** start of Page text **

Date Sun, 11 Apr 2010 09:33:16 GMT
Hi Benjamin

I'll try to make it more clear to you.
We have a user table with fields 'id', 'username', and 'password'. Now if
use the ideal way to store key/value, like :
username : vineetdaniel
timestamp
password : <password>
timestamp

second user :

username: <seconduser>
timestamp
password:<password>

and so on, here what i assume is that as we cannot make search on values (as
confirmed by guys on cassandra forums) we are not able to perform robust
'where' queries. Now what i propose is this.

Rather than using a static values for column names use values itself and
unique key as identifier. So, the above example when put in as per me would
be.

vineetdaniel : vineetdaniel
timestamp

<password>:<password>
timestamp

second user
seconduser:seconduser
timestamp

password:password
timestamp

By using above methodology we can simply make search on keys itself rather
than going into using different CF's. But to add further, this cannot be
used for every situation. I am still exploring this, and soon will be
updating the group and my blog with information pertaining to this. As
cassandra is new, I think every idea or experience should be shared with the
community.

I hope I example is clear this time. Should you have any queries feel free
to revert.

On Sun, Apr 11, 2010 at 2:01 PM, Benjamin Black <b@b3k.us> wrote:

> Sorry, I don't understand your example.

** end of Page text **
** start of Data listing **

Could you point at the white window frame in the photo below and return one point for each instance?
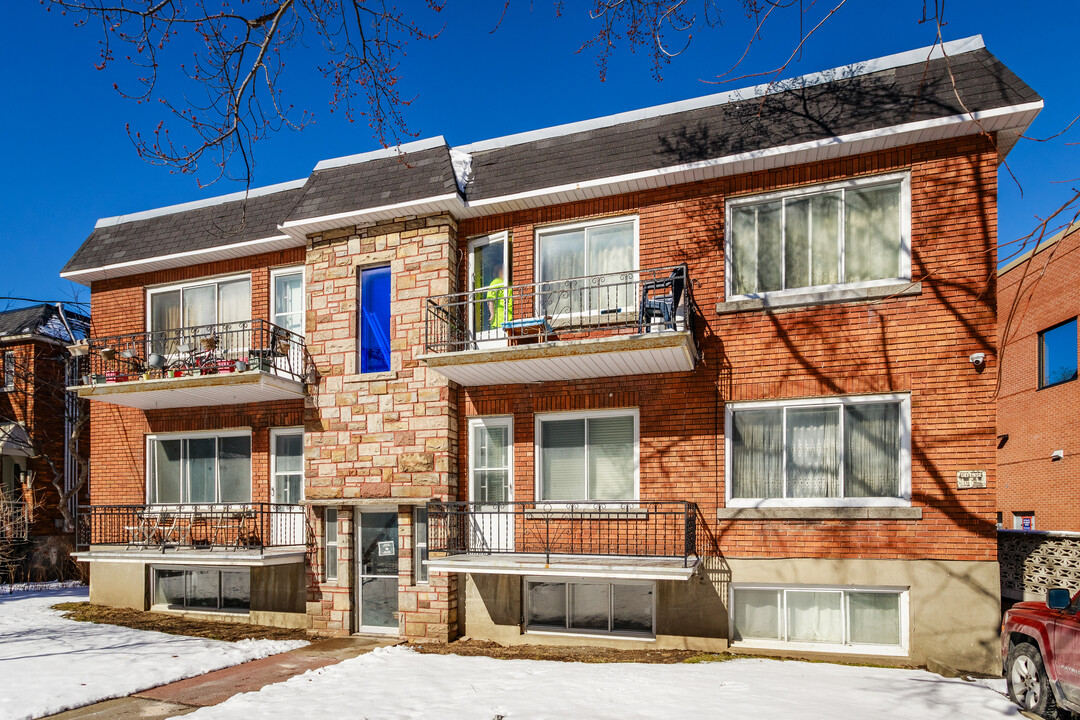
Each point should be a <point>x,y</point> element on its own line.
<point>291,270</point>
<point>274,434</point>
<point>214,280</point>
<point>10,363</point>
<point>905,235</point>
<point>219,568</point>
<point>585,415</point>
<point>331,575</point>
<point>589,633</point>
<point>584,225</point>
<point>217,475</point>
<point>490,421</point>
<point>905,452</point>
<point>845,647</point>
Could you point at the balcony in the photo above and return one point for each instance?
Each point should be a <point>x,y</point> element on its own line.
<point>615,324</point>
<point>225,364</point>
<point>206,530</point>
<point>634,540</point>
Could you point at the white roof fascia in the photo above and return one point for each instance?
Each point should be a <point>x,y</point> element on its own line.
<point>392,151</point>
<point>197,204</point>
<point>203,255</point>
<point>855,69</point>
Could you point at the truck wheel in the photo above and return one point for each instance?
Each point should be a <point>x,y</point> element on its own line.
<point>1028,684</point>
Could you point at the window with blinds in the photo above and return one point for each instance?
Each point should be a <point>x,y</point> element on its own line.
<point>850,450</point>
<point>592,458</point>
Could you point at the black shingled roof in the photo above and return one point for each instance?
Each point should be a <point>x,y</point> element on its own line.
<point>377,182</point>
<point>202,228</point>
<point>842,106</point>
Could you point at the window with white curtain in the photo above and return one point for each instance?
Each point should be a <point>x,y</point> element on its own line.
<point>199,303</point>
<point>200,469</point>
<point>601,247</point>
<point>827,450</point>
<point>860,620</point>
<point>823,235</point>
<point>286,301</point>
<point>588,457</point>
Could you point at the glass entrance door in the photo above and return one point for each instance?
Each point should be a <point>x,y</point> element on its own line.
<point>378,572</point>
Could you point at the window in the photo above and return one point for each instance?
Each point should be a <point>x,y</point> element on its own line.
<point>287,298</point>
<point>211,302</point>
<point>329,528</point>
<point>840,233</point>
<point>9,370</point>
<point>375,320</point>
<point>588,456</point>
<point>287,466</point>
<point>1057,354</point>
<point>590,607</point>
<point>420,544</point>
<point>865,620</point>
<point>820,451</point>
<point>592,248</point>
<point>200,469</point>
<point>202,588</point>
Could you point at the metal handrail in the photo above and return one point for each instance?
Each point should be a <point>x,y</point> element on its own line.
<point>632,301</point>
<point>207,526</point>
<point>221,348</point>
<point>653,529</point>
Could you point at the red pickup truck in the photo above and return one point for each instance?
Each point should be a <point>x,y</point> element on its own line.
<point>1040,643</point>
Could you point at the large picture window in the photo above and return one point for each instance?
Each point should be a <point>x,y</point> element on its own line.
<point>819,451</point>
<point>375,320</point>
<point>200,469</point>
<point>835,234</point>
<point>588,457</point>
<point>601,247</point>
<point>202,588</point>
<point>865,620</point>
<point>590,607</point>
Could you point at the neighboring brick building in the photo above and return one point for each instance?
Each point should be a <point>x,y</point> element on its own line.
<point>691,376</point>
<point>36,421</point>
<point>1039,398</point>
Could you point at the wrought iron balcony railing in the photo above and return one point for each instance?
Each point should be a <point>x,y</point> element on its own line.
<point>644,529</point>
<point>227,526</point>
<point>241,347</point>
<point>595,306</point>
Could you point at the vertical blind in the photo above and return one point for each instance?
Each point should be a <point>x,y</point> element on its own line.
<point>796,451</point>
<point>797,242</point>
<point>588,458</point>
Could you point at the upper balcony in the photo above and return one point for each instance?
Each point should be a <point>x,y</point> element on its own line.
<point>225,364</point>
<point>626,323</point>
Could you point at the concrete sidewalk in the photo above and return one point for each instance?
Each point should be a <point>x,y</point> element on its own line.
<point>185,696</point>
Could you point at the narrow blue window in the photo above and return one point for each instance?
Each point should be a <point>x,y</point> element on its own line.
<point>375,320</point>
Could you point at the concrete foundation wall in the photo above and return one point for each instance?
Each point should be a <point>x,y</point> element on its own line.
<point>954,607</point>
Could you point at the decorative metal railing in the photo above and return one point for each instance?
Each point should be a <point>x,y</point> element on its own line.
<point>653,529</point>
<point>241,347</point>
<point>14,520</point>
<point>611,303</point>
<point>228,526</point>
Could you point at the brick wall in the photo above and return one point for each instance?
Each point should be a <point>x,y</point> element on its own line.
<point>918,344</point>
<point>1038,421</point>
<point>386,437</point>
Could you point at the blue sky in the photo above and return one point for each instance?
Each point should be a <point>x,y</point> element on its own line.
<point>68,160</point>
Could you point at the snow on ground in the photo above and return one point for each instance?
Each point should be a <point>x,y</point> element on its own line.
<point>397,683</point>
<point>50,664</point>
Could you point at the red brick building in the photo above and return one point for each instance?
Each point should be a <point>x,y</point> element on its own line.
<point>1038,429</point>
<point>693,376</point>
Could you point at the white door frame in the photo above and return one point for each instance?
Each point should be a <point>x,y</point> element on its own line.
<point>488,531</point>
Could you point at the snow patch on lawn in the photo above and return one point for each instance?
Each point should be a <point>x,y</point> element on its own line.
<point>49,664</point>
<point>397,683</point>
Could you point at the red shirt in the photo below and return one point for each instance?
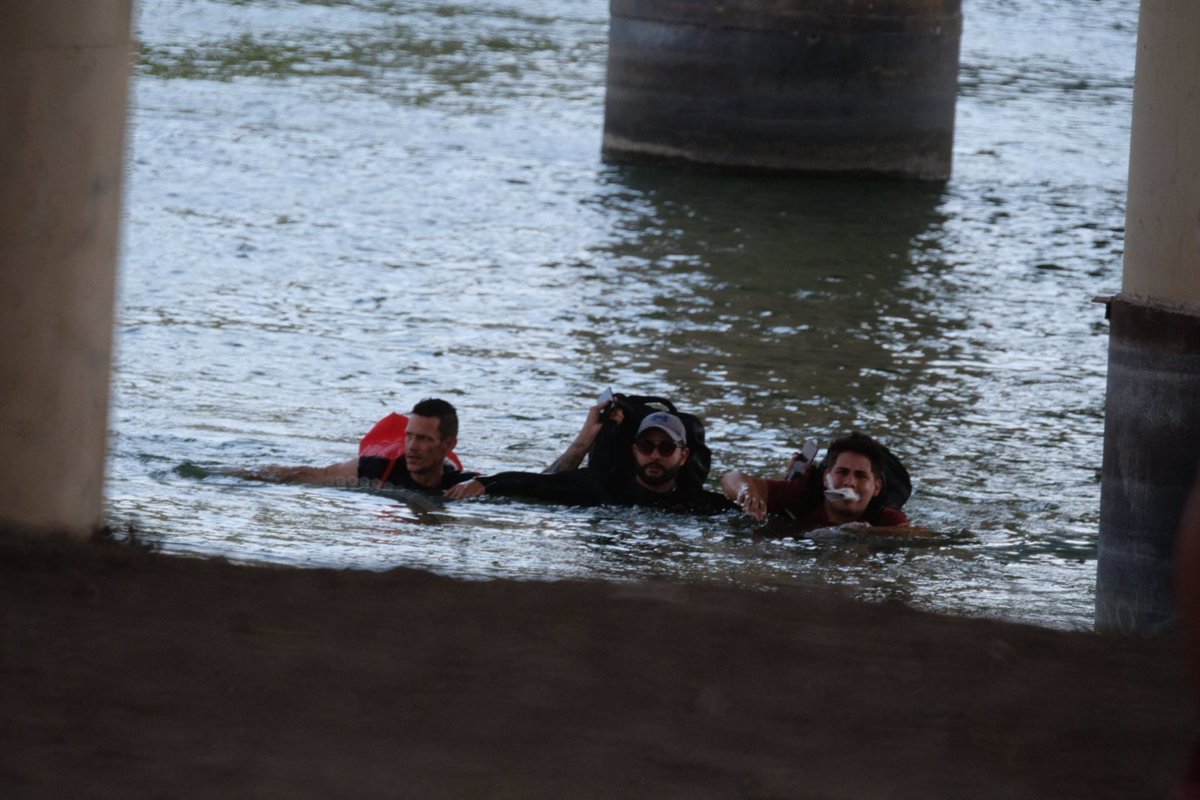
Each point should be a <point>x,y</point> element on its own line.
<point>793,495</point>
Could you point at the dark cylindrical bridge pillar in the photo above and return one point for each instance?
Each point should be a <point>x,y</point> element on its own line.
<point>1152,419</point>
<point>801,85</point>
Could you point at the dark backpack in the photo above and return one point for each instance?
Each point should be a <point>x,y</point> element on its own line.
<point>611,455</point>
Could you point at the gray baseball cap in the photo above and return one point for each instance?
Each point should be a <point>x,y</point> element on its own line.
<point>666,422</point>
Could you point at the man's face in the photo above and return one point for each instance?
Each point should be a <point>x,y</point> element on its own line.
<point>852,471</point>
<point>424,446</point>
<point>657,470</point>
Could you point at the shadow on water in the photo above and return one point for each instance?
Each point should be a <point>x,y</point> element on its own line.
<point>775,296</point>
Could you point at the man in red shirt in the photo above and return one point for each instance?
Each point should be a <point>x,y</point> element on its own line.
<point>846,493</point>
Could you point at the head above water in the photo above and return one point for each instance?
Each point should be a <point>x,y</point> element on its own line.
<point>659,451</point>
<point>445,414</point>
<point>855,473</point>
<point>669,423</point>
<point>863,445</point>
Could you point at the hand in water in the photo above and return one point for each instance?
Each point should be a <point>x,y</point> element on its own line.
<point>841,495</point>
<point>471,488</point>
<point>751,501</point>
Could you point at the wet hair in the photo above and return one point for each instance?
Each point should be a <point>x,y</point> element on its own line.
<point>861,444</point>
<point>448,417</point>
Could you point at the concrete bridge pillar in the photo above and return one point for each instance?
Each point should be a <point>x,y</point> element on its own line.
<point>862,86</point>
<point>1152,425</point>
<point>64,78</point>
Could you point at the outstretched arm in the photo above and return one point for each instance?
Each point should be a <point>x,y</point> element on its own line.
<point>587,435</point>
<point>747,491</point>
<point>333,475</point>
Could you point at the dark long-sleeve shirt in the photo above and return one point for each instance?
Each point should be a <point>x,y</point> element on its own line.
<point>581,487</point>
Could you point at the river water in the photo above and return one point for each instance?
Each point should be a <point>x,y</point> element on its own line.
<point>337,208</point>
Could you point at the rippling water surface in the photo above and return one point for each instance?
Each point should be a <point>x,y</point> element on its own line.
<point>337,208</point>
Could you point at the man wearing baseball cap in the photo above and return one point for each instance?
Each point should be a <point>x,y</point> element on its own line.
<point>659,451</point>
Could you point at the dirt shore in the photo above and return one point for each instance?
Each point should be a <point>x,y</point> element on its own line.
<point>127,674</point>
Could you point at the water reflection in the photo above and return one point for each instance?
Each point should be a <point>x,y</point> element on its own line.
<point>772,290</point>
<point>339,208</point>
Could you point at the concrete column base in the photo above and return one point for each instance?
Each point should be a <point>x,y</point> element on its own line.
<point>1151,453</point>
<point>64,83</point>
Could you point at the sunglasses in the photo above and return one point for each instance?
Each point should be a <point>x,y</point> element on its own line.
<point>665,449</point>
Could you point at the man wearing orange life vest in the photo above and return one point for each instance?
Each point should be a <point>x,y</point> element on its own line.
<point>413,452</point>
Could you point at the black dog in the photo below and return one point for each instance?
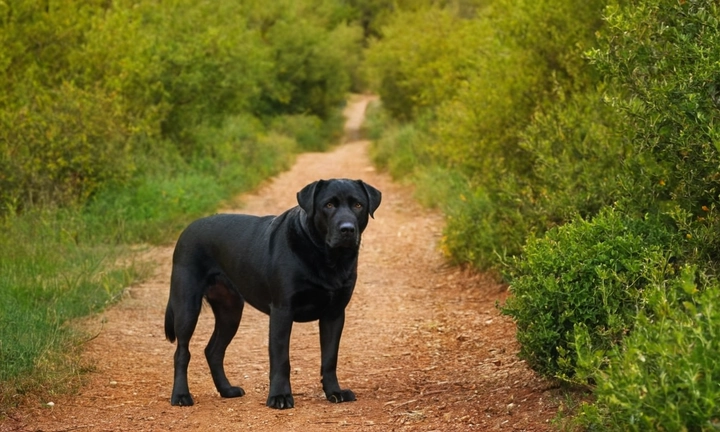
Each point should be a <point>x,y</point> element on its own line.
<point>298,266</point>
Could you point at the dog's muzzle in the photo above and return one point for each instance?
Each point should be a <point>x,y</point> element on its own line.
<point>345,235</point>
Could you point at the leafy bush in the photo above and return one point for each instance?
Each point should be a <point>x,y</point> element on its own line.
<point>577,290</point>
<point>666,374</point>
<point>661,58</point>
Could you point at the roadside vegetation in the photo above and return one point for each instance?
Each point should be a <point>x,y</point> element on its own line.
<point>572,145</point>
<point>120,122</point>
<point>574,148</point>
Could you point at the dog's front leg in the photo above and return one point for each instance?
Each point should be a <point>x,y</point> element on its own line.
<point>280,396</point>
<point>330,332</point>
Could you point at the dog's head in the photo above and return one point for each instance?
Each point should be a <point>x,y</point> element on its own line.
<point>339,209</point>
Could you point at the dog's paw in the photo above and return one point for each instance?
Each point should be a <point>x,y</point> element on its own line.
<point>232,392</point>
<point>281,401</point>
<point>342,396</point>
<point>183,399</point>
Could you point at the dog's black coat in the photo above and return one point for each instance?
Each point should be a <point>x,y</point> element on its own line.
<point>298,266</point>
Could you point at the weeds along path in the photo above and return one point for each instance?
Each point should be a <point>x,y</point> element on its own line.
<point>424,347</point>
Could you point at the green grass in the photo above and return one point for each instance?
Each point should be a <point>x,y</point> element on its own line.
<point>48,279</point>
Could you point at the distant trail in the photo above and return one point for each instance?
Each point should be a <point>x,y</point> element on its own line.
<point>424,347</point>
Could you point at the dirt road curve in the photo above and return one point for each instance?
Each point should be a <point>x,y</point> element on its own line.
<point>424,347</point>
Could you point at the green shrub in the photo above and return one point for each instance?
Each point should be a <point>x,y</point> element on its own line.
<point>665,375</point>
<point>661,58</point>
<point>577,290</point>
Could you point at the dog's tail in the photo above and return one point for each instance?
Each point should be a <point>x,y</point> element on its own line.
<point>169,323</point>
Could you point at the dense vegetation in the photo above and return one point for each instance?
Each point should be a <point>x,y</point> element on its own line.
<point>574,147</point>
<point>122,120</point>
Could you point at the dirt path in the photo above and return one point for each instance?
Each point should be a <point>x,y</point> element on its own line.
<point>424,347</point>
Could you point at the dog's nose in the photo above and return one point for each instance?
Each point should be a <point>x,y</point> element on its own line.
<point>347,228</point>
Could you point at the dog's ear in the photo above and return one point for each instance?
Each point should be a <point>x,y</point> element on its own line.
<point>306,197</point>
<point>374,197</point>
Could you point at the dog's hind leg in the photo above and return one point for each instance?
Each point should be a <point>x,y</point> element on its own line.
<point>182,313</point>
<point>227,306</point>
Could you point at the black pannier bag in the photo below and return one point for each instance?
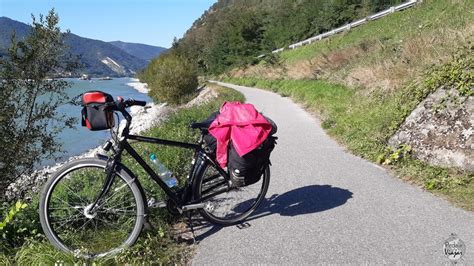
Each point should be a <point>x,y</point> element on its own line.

** end of Data listing **

◆ **Given request 1**
For each statement, say whether the Cassandra email agrees with it. Answer yes or no, and quote the email's deciding words exactly. (a) The writer says the proposed method can be used in every situation. (b) The user table has fields 'id', 'username', and 'password'. (c) The writer plans to post updates about this on a blog.
◆ **Given request 2**
Extend the email about storing user data in Cassandra, starting after its final line.
The records were taken from a different source than the email.

◆ **Answer 1**
(a) No: "this cannot be used for every situation"
(b) Yes: "We have a user table with fields 'id', 'username', and 'password'."
(c) Yes: "soon will be updating the group and my blog with information pertaining to this"

◆ **Answer 2**
>
> On Sun, Apr 11, 2010 at 12:54 AM, Lucifer Dignified
> <vineetdaniel@gmail.com> wrote:
> > Benjamin I quite agree to you, but what in case of duplicate usernames,
> > suppose if I am not using unique names as in email id's . If we have
> > duplicacy in usernames we cannot use it for key, so what should be the
> > solution. I think keeping incremental numeric id as key and keeping the
> name
> > and value same in the column family.
> >
> > Example :
> > User1 has password as 123456
> >
> > Cassandra structure :
> >
> > 1 as key
> >            user1 - column name
> >            value - user1
> >            123456 - column name
> >             value - 123456
> >
> > I m thinking of doing it this way for my applicaton, this way i can run
> > different sorts of queries too. Any feedback on this is welcome.
> >
> > On Sun, Apr 11, 2010 at 1:13 PM, Benjamin Black <b@b3k.us> wrote:
> >>
> >> You would have a Column Family, not a column for that; let's call it
> >> the Users CF.  You'd use username as the row key and have a column
> >> called 'password'.  For your example query, you'd retrieve row key
> >> 'usr2', column 'password'.  The general pattern is that you create CFs
> >> to act as indices for each query you want to perform.  There is no
> >> equivalent to a relational store to perform arbitrary queries.  You
> >> must structure things to permit the queries of interest.
> >>
> >>
> >> b
> >>
> >> On Sat, Apr 10, 2010 at 8:34 PM, dir dir <sikerasakti@gmail.com> wrote:
> >> > I have already read the API spesification. Honestly I do not
> understand
> >> > how to use it. Because there are not an examples.
> >> >
> >> > For example I have a column like this:
> >> >
> >> > UserName    Password
> >> > usr1                abc
> >> > usr2                xyz
> >> > usr3                opm
> >> >
> >> > suppose I want query the user's password using SQL in RDBMS
> >> >
> >> >       Select Password From Users Where UserName = "usr2";
> >> >
> >> > Now I want to get the password using OODBMS DB4o Object Query  and
> Java
> >> >
> >> >      ObjectSet QueryResult = db.query(new Predicate()
> >> >      {
> >> >             public boolean match(Users Myusers)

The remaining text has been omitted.